↓↓↓

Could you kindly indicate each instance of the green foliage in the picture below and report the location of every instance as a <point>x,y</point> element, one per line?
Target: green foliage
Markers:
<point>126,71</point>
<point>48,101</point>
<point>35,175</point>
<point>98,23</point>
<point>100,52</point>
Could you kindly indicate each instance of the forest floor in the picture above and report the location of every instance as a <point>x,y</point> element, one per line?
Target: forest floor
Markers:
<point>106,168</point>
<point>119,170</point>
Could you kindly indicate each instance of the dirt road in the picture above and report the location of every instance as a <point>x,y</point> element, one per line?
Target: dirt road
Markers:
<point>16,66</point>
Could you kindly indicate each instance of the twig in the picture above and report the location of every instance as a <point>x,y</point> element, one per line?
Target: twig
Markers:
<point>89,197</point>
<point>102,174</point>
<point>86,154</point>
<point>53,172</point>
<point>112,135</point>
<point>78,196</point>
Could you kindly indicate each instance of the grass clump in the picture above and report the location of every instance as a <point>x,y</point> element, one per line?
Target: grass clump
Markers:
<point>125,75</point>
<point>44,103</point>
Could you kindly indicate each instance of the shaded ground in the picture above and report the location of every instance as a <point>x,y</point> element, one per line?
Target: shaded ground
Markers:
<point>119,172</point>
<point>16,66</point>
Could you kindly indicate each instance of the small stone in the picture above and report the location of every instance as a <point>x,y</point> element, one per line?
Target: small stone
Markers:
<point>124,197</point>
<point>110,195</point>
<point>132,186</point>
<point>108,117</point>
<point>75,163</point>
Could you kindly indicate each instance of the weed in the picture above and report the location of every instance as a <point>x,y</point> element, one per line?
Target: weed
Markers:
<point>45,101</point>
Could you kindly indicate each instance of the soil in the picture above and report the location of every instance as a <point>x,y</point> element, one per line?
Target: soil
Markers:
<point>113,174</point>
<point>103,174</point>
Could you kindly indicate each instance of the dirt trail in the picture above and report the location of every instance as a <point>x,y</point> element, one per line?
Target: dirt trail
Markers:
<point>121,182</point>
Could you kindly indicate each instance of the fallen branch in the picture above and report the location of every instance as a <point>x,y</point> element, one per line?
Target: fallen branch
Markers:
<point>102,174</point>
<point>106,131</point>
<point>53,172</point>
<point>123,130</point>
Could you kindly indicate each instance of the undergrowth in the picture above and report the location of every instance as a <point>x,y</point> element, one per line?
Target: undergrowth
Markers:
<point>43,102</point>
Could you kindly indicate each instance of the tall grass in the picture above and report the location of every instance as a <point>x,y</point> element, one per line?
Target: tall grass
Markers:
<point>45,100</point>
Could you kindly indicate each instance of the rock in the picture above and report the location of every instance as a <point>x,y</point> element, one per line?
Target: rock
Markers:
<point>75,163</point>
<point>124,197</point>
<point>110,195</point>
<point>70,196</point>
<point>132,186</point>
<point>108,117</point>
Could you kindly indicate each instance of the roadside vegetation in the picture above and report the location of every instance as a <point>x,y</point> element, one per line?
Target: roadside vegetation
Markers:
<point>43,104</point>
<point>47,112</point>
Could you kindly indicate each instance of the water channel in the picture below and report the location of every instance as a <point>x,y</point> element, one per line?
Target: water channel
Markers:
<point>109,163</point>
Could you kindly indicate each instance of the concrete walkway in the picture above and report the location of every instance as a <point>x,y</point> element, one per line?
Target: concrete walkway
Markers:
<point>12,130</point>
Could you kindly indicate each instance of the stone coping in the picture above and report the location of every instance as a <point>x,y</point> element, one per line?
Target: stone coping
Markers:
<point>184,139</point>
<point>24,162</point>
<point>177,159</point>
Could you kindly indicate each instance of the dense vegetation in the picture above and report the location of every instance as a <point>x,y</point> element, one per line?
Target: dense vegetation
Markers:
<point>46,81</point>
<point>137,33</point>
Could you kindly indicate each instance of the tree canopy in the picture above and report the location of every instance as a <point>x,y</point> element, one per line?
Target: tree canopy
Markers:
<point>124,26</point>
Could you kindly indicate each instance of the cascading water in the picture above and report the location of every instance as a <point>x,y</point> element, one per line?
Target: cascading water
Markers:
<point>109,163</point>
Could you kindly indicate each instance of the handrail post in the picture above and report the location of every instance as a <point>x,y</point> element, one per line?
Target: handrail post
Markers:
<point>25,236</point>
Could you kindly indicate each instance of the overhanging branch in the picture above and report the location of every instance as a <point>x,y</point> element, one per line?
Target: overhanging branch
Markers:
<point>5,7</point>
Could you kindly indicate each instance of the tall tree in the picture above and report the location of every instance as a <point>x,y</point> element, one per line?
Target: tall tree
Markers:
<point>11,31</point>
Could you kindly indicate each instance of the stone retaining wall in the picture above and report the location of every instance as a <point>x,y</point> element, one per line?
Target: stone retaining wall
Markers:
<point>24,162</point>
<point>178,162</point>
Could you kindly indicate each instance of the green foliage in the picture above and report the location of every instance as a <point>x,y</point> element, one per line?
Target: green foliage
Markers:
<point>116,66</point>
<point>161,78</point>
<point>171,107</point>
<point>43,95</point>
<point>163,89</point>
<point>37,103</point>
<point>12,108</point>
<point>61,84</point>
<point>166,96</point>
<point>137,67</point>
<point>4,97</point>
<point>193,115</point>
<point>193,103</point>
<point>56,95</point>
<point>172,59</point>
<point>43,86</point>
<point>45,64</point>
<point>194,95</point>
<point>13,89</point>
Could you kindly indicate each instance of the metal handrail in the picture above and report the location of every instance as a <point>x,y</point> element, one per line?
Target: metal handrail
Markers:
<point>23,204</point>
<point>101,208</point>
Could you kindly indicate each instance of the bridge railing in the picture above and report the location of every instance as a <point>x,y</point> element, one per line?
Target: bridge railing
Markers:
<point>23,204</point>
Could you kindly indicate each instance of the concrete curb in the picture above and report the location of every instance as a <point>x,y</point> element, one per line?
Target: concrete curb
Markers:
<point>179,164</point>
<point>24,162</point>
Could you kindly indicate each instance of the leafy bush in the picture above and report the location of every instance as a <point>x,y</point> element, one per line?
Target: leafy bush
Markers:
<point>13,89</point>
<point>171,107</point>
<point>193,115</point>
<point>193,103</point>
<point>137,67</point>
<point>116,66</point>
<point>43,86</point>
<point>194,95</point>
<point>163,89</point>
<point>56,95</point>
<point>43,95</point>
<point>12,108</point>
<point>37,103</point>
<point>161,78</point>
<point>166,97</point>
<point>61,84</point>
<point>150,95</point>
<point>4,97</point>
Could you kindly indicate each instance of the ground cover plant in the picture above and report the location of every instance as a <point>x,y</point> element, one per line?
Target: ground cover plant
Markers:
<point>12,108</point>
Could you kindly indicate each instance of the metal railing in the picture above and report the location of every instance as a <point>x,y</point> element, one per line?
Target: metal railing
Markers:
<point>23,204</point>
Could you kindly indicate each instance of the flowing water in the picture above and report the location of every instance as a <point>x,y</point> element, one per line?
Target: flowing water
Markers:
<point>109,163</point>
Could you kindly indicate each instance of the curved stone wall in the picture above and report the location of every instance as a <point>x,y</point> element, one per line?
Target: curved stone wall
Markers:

↑↑↑

» **Task prompt**
Output the listing above in full. Every line must match.

» **Exercise output**
Could you kindly indicate each instance of the green foliage in the picture below and report the location of every instance as a <point>x,y</point> element, one per line?
Target: green foliage
Markers:
<point>126,71</point>
<point>48,101</point>
<point>35,175</point>
<point>98,23</point>
<point>100,52</point>
Could you kindly indicate each instance of the forest floor in the picture above and report the location of every instance as a <point>x,y</point> element, one per line?
Target: forest floor
Markers:
<point>106,168</point>
<point>119,170</point>
Could you kindly indicate each instance of the dirt road in the picture above and report the location of every instance as a <point>x,y</point> element, one per line?
Target: dirt road
Markers:
<point>16,66</point>
Could you kindly indicate each instance of the twig in the picture above and report the location of every instance as a <point>x,y</point> element, one per line?
Target: twig
Markers:
<point>89,197</point>
<point>102,174</point>
<point>86,154</point>
<point>53,172</point>
<point>112,135</point>
<point>78,196</point>
Could you kindly indicate each instance of the grass clump in the picture above and report the location of every instance as a <point>x,y</point> element, one per line?
Target: grass clump
Markers:
<point>125,75</point>
<point>44,103</point>
Could you kindly indicate each instance of the shaded ground in the picture above and report the location of every instance as a <point>x,y</point> element, one per line?
Target: shaded ground
Markers:
<point>119,172</point>
<point>16,66</point>
Could you kindly indicate each instance of the small stone in the picture above and report the location of every instance as a <point>x,y</point> element, one per line?
Target: small stone
Markers:
<point>124,197</point>
<point>110,195</point>
<point>132,186</point>
<point>108,117</point>
<point>75,163</point>
Could you kindly indicate each instance of the weed in the picture above and report the location of every instance as a <point>x,y</point> element, one per line?
Target: weed
Markers:
<point>45,101</point>
Could you kindly indicate each instance of the soil in the picture above and report the location of every instance as a <point>x,y</point> element, one per line?
Target: soil
Markers:
<point>113,174</point>
<point>103,174</point>
Could you kindly indicate each instance of the dirt trail in the picture above and report the location of every instance as a <point>x,y</point> element, one per line?
Target: dirt trail
Markers:
<point>121,182</point>
Could you kindly indicate each instance of the fallen branch in the picture above and report the location of every instance as a <point>x,y</point> element, one per line?
Target: fallen branch
Markers:
<point>102,174</point>
<point>106,131</point>
<point>53,172</point>
<point>123,130</point>
Could you kindly indicate each instance of the undergrowth in the picture above and report the location of every instance as a <point>x,y</point> element, one per line?
Target: undergrowth
Markers:
<point>43,102</point>
Could you kindly indicate each instance of the tall grass in the picture above and report the location of every instance as a <point>x,y</point> element, one per line?
Target: tall grass
Markers:
<point>45,100</point>
Could you kindly indicate each instance of the rock in the picture above and report the location of every instance as a <point>x,y</point> element, one per line?
Target: rock
Markers:
<point>75,163</point>
<point>124,197</point>
<point>110,195</point>
<point>70,196</point>
<point>132,186</point>
<point>108,117</point>
Could you kindly indicate each instance of the roadside vegetation in the picture above and report the location of every instance as a <point>x,y</point> element, one per line?
Target: roadside vegetation
Markers:
<point>43,104</point>
<point>47,112</point>
Could you kindly indicate each instance of the water channel in the picture below and report the location of every instance as a <point>x,y</point> element, one per line?
Target: water channel
Markers:
<point>109,163</point>
Could you kindly indicate each instance of the concrete walkway in the picture above and report the location of every instance as a <point>x,y</point> element, one per line?
Target: concrete walkway
Markers:
<point>12,130</point>
Could you kindly indicate each instance of the stone coping in the picture above and report the location of every instance as a <point>x,y</point> element, one per line?
Target: stone coping
Markers:
<point>184,139</point>
<point>24,162</point>
<point>177,159</point>
Could you kindly indicate each instance of the dense vegetation in the picture above and report the location of every instance as a <point>x,y</point> element, one per line?
Target: dense vegetation
Markers:
<point>46,81</point>
<point>137,33</point>
Could you kindly indicate each instance of the tree canopy in the picture above and report the location of every instance as a <point>x,y</point> element, one per line?
Target: tree canopy
Markers:
<point>124,26</point>
Could you kindly indicate each instance of the cascading water in the picture above and report the location of every instance as a <point>x,y</point> element, one per line?
Target: cascading water
Markers:
<point>109,163</point>
Could you kindly indicate each instance of the handrail post in the picture above and report the location of every instance as a <point>x,y</point> element, one per line?
Target: handrail post
Markers:
<point>25,236</point>
Could you kindly indicate each instance of the overhanging branch in the picture above and report the location of every instance as a <point>x,y</point> element, one per line?
Target: overhanging branch
Markers:
<point>5,7</point>
Could you kindly indicate each instance of the tall tree in the picture above and report the location of every instance as a <point>x,y</point> element, one per line?
Target: tall tree
Markers:
<point>11,31</point>
Could you kindly indicate each instance of the stone retaining wall in the picture above and report the location of every instance as a <point>x,y</point> element, one per line?
Target: stone retaining wall
Markers:
<point>24,162</point>
<point>178,162</point>
Could you kindly indicate each instance of the green foliage in the picture above and report the location of every instance as a <point>x,y</point> element, one per line?
Target: green foliage
Markers:
<point>116,66</point>
<point>161,78</point>
<point>171,107</point>
<point>43,95</point>
<point>163,89</point>
<point>37,103</point>
<point>12,108</point>
<point>61,84</point>
<point>166,96</point>
<point>137,67</point>
<point>4,97</point>
<point>193,115</point>
<point>193,103</point>
<point>56,95</point>
<point>172,59</point>
<point>43,86</point>
<point>45,64</point>
<point>194,95</point>
<point>13,89</point>
Could you kindly indicate each instance of the metal handrail in the picture above and report the location of every instance as a <point>x,y</point> element, one per line?
Target: metal handrail
Markers:
<point>23,204</point>
<point>101,208</point>
Could you kindly indicate each instance of the bridge railing in the picture above and report the location of every instance as a <point>x,y</point> element, one per line?
Target: bridge railing
Markers:
<point>23,204</point>
Could you kindly indicate each instance of the concrete curb in the picture above and report the location of every instance as a <point>x,y</point> element, one per line?
Target: concrete curb
Markers:
<point>179,164</point>
<point>24,162</point>
Could you kindly indicate each instance of the leafy bush in the picture above and report the location of every instance as a <point>x,y</point> element, one per line?
Target: leafy bush
Markers:
<point>13,89</point>
<point>171,107</point>
<point>193,115</point>
<point>193,103</point>
<point>137,67</point>
<point>116,66</point>
<point>43,86</point>
<point>194,95</point>
<point>163,89</point>
<point>56,95</point>
<point>43,95</point>
<point>12,108</point>
<point>37,103</point>
<point>161,78</point>
<point>166,97</point>
<point>61,84</point>
<point>150,95</point>
<point>4,97</point>
Could you kindly indicate each instance of the ground cover plant in the picture above and report the location of every instance as a <point>x,y</point> element, one per line?
Target: ground cover plant
Markers:
<point>12,108</point>
Could you kindly indicate each instance of the metal railing in the picture above and report the location of every instance as a <point>x,y</point> element, one per line?
Target: metal railing
Markers:
<point>23,204</point>
Could you kindly indicate each instance of the flowing water in the picture above and report the location of every instance as a <point>x,y</point> element, one per line?
Target: flowing water
Markers:
<point>109,163</point>
Could you kindly indicate each instance of the curved stone wall in the picture above and report the location of every instance as a <point>x,y</point> element, one per line?
Target: curved stone wall
Markers:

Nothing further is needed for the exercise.